#### [Requirement]
Put into a numbered list the lines of the material below, beginning at the line that contains "Identify one point per instance of the woman's leg" and ending with the last line of the material, both included. Leave out any blank lines.
--- begin ---
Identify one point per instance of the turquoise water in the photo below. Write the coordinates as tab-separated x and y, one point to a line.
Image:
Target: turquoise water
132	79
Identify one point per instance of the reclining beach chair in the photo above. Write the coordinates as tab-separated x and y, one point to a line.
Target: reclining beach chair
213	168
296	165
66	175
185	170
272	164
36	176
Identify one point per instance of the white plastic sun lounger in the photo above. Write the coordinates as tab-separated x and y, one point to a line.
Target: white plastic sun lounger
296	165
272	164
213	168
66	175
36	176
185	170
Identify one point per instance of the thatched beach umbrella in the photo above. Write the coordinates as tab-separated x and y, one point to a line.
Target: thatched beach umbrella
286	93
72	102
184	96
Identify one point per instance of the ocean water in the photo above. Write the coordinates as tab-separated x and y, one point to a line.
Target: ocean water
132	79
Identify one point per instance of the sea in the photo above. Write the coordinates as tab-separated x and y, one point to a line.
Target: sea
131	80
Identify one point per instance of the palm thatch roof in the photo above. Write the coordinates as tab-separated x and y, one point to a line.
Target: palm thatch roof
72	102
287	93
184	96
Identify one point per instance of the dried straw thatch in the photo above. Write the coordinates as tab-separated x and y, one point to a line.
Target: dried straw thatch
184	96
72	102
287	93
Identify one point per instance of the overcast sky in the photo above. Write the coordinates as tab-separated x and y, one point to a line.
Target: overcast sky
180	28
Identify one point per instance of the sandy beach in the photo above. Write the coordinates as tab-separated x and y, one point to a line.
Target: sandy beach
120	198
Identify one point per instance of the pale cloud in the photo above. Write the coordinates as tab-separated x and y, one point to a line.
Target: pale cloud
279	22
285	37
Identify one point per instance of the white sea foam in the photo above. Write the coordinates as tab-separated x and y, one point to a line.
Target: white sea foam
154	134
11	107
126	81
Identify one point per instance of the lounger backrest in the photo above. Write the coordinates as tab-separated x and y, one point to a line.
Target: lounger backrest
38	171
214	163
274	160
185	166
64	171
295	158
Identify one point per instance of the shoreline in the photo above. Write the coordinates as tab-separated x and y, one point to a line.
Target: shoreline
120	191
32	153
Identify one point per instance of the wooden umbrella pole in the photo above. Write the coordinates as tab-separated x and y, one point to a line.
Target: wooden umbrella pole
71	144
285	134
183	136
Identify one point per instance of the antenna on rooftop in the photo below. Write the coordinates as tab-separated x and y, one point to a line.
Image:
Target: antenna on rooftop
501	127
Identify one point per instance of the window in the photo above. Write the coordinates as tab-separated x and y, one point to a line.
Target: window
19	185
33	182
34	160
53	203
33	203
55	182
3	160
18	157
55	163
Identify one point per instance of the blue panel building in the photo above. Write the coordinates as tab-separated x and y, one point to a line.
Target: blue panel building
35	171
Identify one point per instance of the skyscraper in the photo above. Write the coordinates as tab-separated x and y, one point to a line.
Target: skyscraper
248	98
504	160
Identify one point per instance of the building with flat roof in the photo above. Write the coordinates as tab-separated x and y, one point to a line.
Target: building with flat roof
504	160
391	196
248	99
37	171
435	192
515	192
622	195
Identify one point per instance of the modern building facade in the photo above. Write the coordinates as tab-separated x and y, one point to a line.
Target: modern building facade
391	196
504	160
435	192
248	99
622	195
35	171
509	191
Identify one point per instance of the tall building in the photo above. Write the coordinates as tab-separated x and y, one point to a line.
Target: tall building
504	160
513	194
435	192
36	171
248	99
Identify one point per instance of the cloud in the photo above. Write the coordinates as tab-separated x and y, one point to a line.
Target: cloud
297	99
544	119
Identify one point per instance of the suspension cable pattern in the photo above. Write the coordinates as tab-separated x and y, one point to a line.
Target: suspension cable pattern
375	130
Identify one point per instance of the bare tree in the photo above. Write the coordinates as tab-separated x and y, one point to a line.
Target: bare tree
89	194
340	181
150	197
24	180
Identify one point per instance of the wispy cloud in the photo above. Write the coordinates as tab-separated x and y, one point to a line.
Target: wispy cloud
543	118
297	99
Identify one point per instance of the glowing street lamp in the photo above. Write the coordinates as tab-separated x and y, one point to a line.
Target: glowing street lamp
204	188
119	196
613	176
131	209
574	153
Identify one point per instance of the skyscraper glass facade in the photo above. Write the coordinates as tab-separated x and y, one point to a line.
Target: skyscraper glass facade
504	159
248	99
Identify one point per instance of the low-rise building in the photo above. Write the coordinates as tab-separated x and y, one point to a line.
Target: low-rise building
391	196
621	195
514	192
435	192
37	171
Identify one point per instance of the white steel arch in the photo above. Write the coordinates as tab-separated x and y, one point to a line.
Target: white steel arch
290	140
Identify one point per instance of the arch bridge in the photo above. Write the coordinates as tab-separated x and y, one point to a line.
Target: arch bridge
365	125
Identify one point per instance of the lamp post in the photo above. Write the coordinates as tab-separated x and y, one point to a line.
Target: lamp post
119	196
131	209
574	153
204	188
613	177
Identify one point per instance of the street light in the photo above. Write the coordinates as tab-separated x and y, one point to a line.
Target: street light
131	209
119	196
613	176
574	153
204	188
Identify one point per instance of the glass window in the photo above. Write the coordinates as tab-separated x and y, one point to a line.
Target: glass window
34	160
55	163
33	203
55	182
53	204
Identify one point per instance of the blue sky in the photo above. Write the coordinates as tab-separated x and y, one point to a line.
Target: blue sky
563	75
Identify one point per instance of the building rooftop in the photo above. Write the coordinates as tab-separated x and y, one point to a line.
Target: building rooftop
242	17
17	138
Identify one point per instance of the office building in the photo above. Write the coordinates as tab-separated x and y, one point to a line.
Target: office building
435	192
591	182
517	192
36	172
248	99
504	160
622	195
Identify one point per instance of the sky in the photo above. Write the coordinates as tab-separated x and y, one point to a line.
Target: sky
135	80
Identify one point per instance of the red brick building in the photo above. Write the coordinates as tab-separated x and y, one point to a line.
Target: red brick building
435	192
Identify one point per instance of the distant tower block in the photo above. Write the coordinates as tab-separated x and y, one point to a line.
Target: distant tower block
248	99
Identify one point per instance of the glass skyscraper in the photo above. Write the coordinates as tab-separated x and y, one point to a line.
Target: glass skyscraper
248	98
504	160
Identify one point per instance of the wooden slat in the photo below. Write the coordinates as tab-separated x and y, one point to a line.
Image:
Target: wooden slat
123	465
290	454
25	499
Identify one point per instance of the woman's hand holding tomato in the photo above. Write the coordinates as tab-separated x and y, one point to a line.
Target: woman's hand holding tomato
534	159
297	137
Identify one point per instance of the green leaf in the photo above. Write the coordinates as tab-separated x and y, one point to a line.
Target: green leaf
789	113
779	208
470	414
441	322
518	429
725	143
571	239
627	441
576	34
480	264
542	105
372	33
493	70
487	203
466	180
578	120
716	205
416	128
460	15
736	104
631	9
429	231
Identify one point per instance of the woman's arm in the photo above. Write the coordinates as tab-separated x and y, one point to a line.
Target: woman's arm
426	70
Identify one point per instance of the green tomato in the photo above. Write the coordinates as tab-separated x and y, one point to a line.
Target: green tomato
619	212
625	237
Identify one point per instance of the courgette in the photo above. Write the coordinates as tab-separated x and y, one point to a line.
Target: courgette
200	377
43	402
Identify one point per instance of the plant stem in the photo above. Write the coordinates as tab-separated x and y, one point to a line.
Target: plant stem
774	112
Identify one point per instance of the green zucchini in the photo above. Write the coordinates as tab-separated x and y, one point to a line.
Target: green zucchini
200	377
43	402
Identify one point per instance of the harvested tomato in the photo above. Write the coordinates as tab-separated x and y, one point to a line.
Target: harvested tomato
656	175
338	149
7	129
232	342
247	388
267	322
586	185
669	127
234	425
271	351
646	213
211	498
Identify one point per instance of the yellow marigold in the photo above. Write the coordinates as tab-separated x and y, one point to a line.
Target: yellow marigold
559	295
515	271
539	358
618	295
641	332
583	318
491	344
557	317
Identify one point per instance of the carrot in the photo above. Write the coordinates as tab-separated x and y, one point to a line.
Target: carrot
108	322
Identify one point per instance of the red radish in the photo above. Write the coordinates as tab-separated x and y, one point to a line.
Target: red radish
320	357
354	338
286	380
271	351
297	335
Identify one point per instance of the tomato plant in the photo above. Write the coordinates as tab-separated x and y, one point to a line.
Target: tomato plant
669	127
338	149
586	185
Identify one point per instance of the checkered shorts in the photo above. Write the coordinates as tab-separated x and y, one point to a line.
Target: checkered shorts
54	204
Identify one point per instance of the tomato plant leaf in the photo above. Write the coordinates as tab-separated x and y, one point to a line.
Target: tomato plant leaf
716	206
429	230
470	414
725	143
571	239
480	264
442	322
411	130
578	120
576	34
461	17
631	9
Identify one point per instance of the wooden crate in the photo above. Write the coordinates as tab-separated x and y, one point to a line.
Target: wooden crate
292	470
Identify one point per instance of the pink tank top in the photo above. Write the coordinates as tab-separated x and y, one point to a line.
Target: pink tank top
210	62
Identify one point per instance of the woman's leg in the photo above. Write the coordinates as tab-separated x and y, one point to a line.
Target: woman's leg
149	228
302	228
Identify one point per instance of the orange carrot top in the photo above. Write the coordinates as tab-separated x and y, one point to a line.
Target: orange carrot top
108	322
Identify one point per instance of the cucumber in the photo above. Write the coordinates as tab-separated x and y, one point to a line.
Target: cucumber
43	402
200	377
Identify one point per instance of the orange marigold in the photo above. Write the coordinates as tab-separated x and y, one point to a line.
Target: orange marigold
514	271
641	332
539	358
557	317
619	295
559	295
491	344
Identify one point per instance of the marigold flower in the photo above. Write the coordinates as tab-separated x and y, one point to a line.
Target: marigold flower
--- end ---
#### [Result]
1. Identify one point per instance of the woman's leg in the photo above. Write the coordinates as tab-separated x and y, one point to a line.
2. Target: woman's leg
3. 149	228
4. 302	228
5. Identify one point per instance of the orange carrot top in the photo above. Write the coordinates as tab-separated x and y, one point to a line.
6. Target: orange carrot top
7. 108	322
8. Identify one point per instance of the cucumber in the photo above. Write the coordinates as tab-separated x and y, one point to a line.
9. Target: cucumber
10. 43	402
11. 200	377
12. Identify one point per instance of the orange marigold in the photo above. Write the coordinates as tab-separated x and y, one point to a line.
13. Target: orange marigold
14. 514	271
15. 641	332
16. 539	358
17. 557	317
18. 619	295
19. 559	295
20. 491	344
21. Identify one point per instance of the marigold flower in the photo above. Write the coordinates as tab-separated x and y, one point to a line.
22. Target: marigold flower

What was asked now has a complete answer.